* **Exercise objective**:
Pull out each line of the material below that contains the word "glass".

Coordinate annotation entries

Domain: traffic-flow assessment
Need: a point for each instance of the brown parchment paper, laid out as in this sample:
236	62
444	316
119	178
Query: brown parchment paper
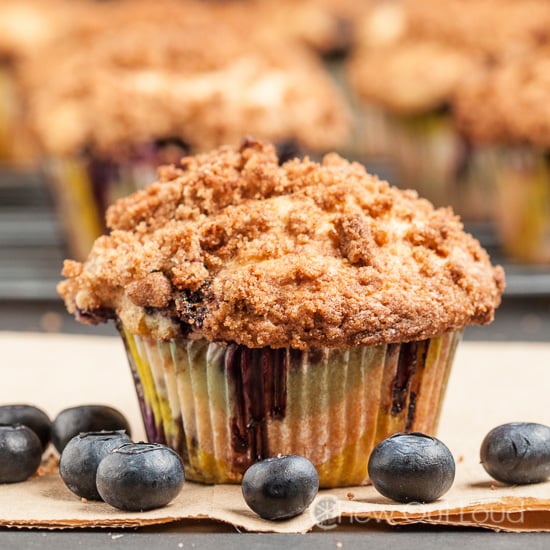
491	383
...
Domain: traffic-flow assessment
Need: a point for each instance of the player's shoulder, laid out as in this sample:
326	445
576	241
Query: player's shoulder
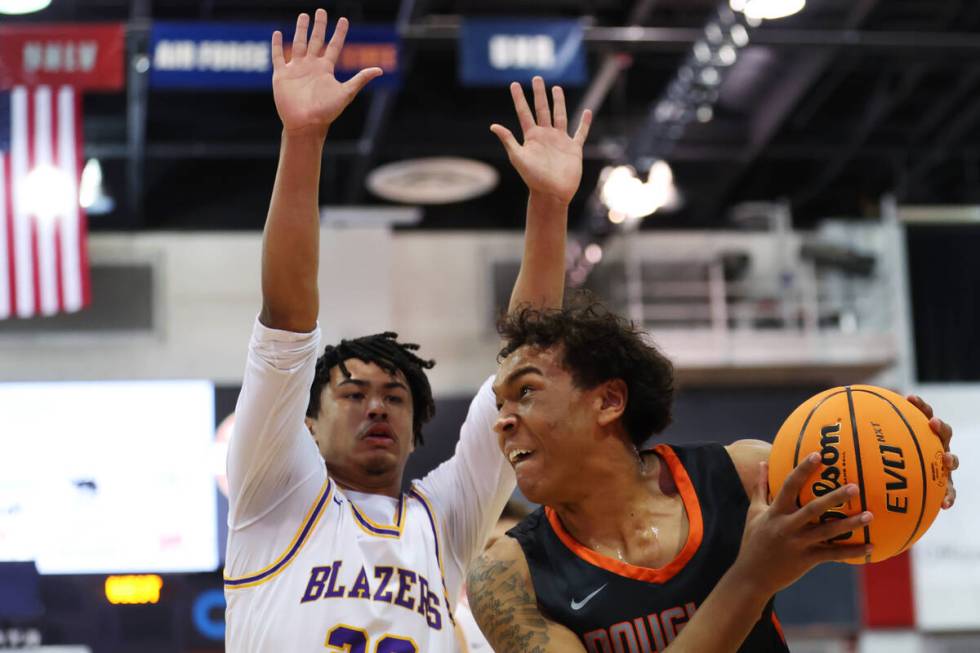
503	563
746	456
==
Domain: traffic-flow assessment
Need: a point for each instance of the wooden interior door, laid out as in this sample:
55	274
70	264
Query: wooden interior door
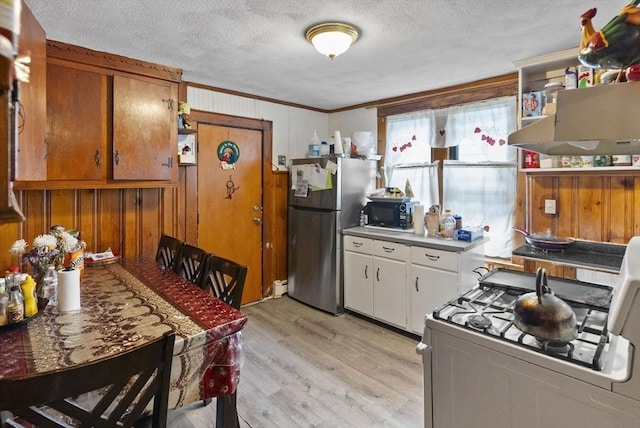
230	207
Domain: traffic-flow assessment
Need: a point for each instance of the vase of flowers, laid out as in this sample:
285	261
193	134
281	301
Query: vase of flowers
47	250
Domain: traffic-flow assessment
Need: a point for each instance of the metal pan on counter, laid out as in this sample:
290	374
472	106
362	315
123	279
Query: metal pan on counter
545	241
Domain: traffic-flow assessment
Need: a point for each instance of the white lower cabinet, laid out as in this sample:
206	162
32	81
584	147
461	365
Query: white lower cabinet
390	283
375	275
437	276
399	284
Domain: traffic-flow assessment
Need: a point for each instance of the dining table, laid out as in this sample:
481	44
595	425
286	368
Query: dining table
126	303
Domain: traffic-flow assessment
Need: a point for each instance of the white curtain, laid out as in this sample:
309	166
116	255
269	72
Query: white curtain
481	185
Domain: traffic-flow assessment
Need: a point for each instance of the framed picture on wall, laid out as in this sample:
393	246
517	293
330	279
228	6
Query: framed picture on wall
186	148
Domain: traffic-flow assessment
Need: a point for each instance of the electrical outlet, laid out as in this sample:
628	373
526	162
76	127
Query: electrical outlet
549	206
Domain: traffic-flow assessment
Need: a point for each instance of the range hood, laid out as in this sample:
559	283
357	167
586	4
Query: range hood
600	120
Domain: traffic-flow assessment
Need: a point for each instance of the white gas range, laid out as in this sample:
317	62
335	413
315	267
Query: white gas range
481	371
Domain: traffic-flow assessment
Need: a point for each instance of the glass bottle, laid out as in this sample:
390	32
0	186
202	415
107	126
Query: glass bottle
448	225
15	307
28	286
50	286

* **Written response**:
Need: a point for each instance of the glass bottle, laid out as in this sample:
Query: glass bottle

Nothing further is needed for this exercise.